WHAT NEEDS TO BE DONE:
Set down all of the entries word for word, omitting the images they contain.
* START *
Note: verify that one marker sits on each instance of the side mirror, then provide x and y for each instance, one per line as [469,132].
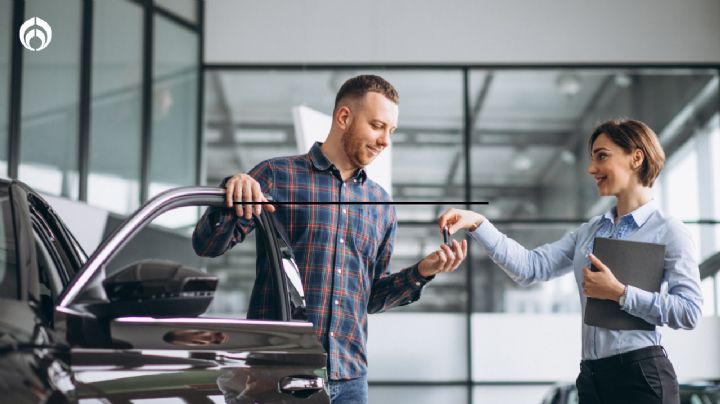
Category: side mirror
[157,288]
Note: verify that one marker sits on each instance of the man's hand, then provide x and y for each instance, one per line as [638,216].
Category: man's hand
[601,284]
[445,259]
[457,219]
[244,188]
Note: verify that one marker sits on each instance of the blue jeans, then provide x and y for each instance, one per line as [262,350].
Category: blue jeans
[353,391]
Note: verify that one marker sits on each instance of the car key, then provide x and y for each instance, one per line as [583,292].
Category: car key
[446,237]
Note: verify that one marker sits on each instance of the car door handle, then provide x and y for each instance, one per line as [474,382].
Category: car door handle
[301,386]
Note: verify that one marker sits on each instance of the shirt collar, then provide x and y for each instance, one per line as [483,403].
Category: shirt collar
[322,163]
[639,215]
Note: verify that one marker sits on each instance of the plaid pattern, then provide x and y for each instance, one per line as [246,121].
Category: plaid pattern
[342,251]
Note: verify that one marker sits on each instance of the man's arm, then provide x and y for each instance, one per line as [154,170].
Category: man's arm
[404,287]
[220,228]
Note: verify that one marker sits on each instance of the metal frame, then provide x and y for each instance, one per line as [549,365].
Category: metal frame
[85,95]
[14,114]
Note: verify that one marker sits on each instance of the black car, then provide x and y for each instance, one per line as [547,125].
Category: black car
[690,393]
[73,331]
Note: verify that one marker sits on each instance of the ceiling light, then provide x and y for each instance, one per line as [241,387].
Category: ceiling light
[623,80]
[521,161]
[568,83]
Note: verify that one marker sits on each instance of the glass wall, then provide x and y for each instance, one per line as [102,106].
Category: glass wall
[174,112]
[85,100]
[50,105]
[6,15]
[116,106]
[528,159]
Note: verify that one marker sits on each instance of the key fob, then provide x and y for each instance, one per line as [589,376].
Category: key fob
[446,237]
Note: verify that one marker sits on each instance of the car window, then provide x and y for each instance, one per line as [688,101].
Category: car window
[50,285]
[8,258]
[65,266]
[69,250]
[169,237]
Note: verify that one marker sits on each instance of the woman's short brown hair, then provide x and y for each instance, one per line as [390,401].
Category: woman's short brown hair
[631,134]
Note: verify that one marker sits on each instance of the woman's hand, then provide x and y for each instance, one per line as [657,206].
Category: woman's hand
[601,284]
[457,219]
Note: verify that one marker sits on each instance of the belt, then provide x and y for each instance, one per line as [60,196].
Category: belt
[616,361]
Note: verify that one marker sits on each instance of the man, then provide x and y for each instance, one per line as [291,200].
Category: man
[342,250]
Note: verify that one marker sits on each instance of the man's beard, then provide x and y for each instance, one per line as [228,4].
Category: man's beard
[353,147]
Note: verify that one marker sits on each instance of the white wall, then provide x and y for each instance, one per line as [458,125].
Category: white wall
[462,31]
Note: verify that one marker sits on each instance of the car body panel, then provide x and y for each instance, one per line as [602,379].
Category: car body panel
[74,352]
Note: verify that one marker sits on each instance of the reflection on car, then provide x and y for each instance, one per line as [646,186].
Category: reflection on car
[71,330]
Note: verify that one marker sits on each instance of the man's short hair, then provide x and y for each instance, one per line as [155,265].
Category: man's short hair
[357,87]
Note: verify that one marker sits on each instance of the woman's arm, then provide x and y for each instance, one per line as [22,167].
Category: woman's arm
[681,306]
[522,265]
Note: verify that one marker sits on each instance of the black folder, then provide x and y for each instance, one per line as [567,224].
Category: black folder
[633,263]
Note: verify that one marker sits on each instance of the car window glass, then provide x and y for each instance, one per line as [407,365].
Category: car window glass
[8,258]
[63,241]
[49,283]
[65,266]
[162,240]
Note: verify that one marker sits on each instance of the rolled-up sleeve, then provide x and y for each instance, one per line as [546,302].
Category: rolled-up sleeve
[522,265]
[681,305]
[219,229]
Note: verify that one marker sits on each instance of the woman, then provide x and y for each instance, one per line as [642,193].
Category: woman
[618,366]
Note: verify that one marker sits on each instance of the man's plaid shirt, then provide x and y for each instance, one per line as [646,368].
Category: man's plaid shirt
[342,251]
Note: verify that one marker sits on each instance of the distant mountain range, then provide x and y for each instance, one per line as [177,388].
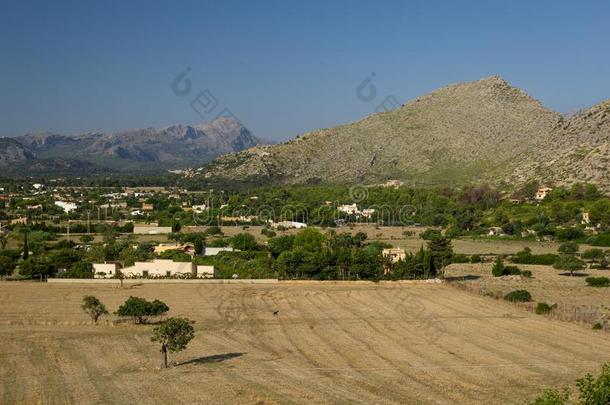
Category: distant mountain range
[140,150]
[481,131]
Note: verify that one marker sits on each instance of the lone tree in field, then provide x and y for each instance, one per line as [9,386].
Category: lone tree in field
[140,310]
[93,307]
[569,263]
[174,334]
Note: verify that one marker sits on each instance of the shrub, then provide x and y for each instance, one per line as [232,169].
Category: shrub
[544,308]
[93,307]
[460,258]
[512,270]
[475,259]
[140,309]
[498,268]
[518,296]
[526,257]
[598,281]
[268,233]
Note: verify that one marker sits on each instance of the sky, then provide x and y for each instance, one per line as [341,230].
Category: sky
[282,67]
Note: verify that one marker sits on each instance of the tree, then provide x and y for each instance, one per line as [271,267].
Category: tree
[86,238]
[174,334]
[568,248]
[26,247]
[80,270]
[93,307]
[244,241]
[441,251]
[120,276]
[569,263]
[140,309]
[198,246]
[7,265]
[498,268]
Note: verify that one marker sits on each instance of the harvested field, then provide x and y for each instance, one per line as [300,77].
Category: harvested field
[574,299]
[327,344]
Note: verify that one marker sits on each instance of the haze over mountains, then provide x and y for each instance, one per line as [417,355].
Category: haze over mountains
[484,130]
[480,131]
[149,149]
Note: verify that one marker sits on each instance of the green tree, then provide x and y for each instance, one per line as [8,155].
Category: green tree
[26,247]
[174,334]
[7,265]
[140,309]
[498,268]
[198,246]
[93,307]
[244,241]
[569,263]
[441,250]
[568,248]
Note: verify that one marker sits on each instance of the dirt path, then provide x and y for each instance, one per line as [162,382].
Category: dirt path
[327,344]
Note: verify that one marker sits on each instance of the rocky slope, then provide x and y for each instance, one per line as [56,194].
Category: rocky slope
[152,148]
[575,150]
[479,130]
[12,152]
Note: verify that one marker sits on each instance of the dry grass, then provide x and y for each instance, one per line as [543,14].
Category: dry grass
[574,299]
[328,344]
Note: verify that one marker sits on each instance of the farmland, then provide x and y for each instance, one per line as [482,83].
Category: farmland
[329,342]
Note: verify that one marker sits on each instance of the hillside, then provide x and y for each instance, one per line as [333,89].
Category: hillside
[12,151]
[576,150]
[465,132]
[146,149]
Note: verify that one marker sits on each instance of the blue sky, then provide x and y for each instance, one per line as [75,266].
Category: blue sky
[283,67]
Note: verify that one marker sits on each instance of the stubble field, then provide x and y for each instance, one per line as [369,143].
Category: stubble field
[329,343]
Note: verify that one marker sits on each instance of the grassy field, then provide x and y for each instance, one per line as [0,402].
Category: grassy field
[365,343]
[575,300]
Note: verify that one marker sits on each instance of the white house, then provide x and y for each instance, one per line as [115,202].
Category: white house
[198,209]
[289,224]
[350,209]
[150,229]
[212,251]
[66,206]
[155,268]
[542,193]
* END *
RESPONSE TO THIS EXERCISE:
Note: verify that one marker sits on each instance of the side mirror, then provide x and y for each instance, one per line as [469,132].
Category: side mirror
[157,288]
Note: verify that one marker sits on each instance of the man's hand, then provide x and y for each instance, one per line as [638,216].
Category: man's hand
[601,284]
[445,259]
[457,219]
[244,188]
Note: verify that one marker sits on each instance of the blue jeans, then provide x and y for each instance, one per line as [262,350].
Category: blue jeans
[353,391]
Note: verify that one marker sits on each instance of the car key, then provide x and y for each instance, one per line as [583,292].
Category: car key
[446,237]
Note: verify that one marker sits on each instance of the car door handle, then provide x and y for each instance, one per line as [474,382].
Category: car door handle
[301,386]
Note: verify that one marker sits on each instance of the shirt collar, then provide x and y for each instance, one per line as [483,403].
Category: shirt collar
[322,163]
[639,215]
Note: verify that one marker sits on each instance of the plaid pattern, then provide x and y for each instance, one per line as [246,121].
Category: plaid pattern
[342,251]
Note: verify that one marker sits on each instance of the man's arm, then provide x and y for each instance, one per line as [154,170].
Category: man's arm
[404,287]
[220,228]
Note: verify that one marker sits on each instance of the metal frame, then provide x and y for each instance, one per line as [549,365].
Category: metal frame
[85,95]
[14,114]
Note: verify that one marker sits on each instance of the black car, then provide x and y for each instance, one per line as [547,125].
Category: black car
[690,393]
[73,331]
Note: verify that one marker sits on each instance of the ceiling light, then provide x and y for each instance, one per line as [241,387].
Category: ceiling light
[623,80]
[521,161]
[568,83]
Note: verify that one marker sits on each instance of the glass wall, then provide x and y for each instance, one per line as [102,106].
Category: glass wall
[174,112]
[85,100]
[50,105]
[6,15]
[116,106]
[528,159]
Note: verify that one marker sits on each instance of the key fob, then provide x and y for each instance, one per line as [589,376].
Category: key fob
[446,237]
Note: verify that one marker sits on each instance of the car window, then provide x and y for each instance, one per line as [688,101].
Category: car window
[50,285]
[8,258]
[65,266]
[69,250]
[169,237]
Note: verify that one marker sits on each instance of the woman's short brown hair, then provide x and y for each instance, one per line as [390,401].
Category: woman's short brown hair
[631,134]
Note: verify that one marker sits on each instance of the woman's hand, then provide x and y for each instance, one per line as [657,206].
Category: woman's hand
[601,284]
[457,219]
Note: verify that one marker sits on each instance of the belt, then provide x and y for each instance, one per line as [60,196].
Category: belt
[616,361]
Note: verify that one marker sits on each instance of the man, then provide x and y for each instance, one per line as [291,200].
Category: man
[342,250]
Note: verify that one marker sits on each instance of the man's beard, then provide x and y for each instance, one per line as [228,4].
Category: man's beard
[353,147]
Note: verify that one marker sits on each instance of the white wall, then provide x and y for each instance, one per line as [458,125].
Category: white wall
[462,31]
Note: verify that one marker sits on each instance of the car body panel, then provide x and y for each instance, one per line as [602,379].
Category: car body panel
[74,352]
Note: verify that one marker sits on each instance of the reflection on car, then provide x and y for each instance, one per line as [646,186].
Category: reflection on car
[71,330]
Note: verify that one marker sits on each instance of the man's short hair, then provide x and y for each instance, one per line as [155,265].
Category: man's short hair
[357,87]
Note: verify that one marker sits on each instance of the woman's arm, then provide x and y for each instance, one per line as [22,167].
Category: woman's arm
[681,306]
[522,265]
Note: verify that one marker sits on each instance of the black folder, then provide x and y for each instance, one per line as [567,224].
Category: black folder
[633,263]
Note: verify that one marker sits on each instance of the car window glass, then provide x and y for each instance, one per line as [407,365].
Category: car window glass
[8,258]
[63,241]
[49,283]
[65,266]
[162,240]
Note: verify that one marker sits on each instance of the rolled-up sleeve, then provide x and y for each instance, one per line as [546,302].
Category: rolled-up sleeve
[522,265]
[681,305]
[219,229]
Note: verify that one marker sits on each instance of the woman, then provide x and y for each instance, one per line as [642,193].
Category: woman
[618,366]
Note: verify that one marker sits on each instance of the man's plaid shirt, then provide x and y for each instance, one per line as [646,368].
Category: man's plaid shirt
[342,251]
Note: verify that one marker sits on each instance of the distant mountain range, then provide x and y for each instance, one per line as [177,388].
Category: distant mountain range
[140,150]
[481,131]
Note: verify that one marker sits on each instance of the lone tree in field, then provide x and y for each instance, one per line as [9,386].
Category: lone tree in field
[140,310]
[93,307]
[569,263]
[174,334]
Note: verify that one marker sits on each instance of the shrub, then provide x and y for each instance, one per line as [232,169].
Category: shrub
[544,308]
[93,307]
[460,258]
[512,270]
[475,259]
[140,309]
[498,268]
[518,296]
[526,257]
[598,281]
[268,233]
Note: verify that one marker sits on each instance of the sky, then provide x and y for each instance, one per line as [341,230].
Category: sky
[282,67]
Note: verify that one marker sits on each instance of the tree, then provide x and y for each instance, one per line as [271,267].
Category: tree
[86,238]
[174,334]
[568,248]
[26,247]
[80,270]
[93,307]
[244,241]
[441,251]
[120,276]
[569,263]
[140,309]
[198,246]
[7,265]
[498,268]
Note: verify that one marker sits on each instance of the harvested field, then provide x and y for each instance, one per line as [300,77].
Category: harvested field
[574,299]
[327,344]
Note: verify that one marker sits on each instance of the haze over mountains, then provide x and y for each instance, one per line as [417,355].
Category: haze over mountains
[484,130]
[480,131]
[149,149]
Note: verify that one marker sits on each instance of the green tree, then provide x and y for each instance, one per line as [8,155].
Category: green tree
[26,247]
[174,334]
[7,265]
[140,309]
[498,268]
[198,246]
[93,307]
[244,241]
[569,263]
[441,250]
[568,248]
Note: verify that one marker sits on each instance of the dirt path, then provide x and y for each instance, one per line as [162,382].
Category: dirt path
[327,344]
Note: verify that one marker sits on each instance of the rocky slope, then provide x and y for each instance, one per line as [56,194].
Category: rocky slope
[152,148]
[575,150]
[479,130]
[12,152]
Note: verify that one marker sits on each instance of the dry grass, then provide x and y for each instance, one per line as [543,14].
Category: dry grass
[574,299]
[328,344]
Note: verify that one marker sits on each instance of the farmland, then provide x and y for each instance, one per line as [482,83].
Category: farmland
[329,342]
Note: verify that one marker sits on each instance of the hillside, then provide x and y for each instance, one per line as [333,89].
Category: hillside
[12,151]
[576,150]
[465,132]
[146,149]
Note: verify that one marker sits on each instance of the blue sky, then provide x and y for each instance, one per line as [75,266].
Category: blue sky
[283,67]
Note: verify that one marker sits on each instance of the stubble field, then provide x and y for each instance, one per line as [369,143].
Category: stubble field
[329,343]
Note: verify that one marker sits on each instance of the grassy field, then provide x and y for each instance, one per line as [0,402].
Category: grassy field
[365,343]
[575,300]
Note: verify that one marker sits on each instance of the white house, then provide x and y for each instance, one per line as [115,202].
Category: white house
[198,209]
[289,224]
[350,209]
[150,229]
[212,251]
[66,206]
[155,268]
[542,193]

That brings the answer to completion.